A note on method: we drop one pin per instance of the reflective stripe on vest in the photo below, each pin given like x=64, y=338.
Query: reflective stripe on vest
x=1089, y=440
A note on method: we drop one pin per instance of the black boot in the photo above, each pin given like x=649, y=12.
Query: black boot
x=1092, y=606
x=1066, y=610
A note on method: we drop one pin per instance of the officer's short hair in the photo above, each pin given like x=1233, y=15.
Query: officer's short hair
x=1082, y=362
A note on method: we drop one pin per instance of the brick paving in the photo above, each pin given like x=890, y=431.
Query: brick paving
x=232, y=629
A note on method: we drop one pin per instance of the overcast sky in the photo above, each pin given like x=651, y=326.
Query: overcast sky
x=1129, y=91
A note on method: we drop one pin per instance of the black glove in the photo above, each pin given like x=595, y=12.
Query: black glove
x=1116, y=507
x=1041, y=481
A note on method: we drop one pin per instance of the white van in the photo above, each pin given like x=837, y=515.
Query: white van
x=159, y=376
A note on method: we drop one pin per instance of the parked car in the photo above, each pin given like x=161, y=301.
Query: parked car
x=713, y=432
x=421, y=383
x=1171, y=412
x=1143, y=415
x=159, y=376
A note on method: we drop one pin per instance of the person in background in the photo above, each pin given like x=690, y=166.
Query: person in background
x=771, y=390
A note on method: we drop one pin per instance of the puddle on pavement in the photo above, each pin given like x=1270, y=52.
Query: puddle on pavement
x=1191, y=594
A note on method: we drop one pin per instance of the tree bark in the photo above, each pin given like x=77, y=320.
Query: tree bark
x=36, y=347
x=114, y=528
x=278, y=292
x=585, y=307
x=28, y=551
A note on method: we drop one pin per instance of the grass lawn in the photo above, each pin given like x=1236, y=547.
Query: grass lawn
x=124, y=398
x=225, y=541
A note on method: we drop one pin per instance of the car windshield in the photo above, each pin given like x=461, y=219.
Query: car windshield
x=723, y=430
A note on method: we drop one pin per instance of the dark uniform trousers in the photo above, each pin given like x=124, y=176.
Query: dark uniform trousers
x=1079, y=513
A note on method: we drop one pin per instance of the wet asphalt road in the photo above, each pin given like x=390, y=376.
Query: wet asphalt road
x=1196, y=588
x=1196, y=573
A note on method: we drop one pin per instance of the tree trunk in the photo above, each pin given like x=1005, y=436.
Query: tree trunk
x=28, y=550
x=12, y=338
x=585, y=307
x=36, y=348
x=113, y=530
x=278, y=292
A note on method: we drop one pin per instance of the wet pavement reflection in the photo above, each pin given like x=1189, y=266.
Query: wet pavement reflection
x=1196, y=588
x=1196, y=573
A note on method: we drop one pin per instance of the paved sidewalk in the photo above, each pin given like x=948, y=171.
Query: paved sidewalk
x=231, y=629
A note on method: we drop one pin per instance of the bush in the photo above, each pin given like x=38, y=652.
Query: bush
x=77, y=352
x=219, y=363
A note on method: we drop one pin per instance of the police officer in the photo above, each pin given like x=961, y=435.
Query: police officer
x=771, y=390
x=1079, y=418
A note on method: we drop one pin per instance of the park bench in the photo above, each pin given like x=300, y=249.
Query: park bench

################

_Given task_: Rescale the items starting with the line containing "like x=1270, y=52." and going on through the line containing "x=225, y=541", both included. Copy every line, requests included, but multiply each x and y pin coordinate in the answers by 2.05, rounding to whole numbers with halves going up, and leave the request lines unchanged.

_Written reply_:
A note on method: we drop one pin per instance of the puddle on pavement in the photo above, each pin given like x=1270, y=52.
Query: puddle on pavement
x=2442, y=1218
A note on method: we drop one pin per instance of the tree bark in the photo above, each pin given like x=77, y=320.
Query: tree bark
x=74, y=711
x=234, y=1082
x=570, y=599
x=1199, y=629
x=57, y=1130
A note on method: we drop one pin per instance of the grass lawn in the photo above, each pin given like x=1236, y=547.
Query: grass lawn
x=254, y=816
x=461, y=1109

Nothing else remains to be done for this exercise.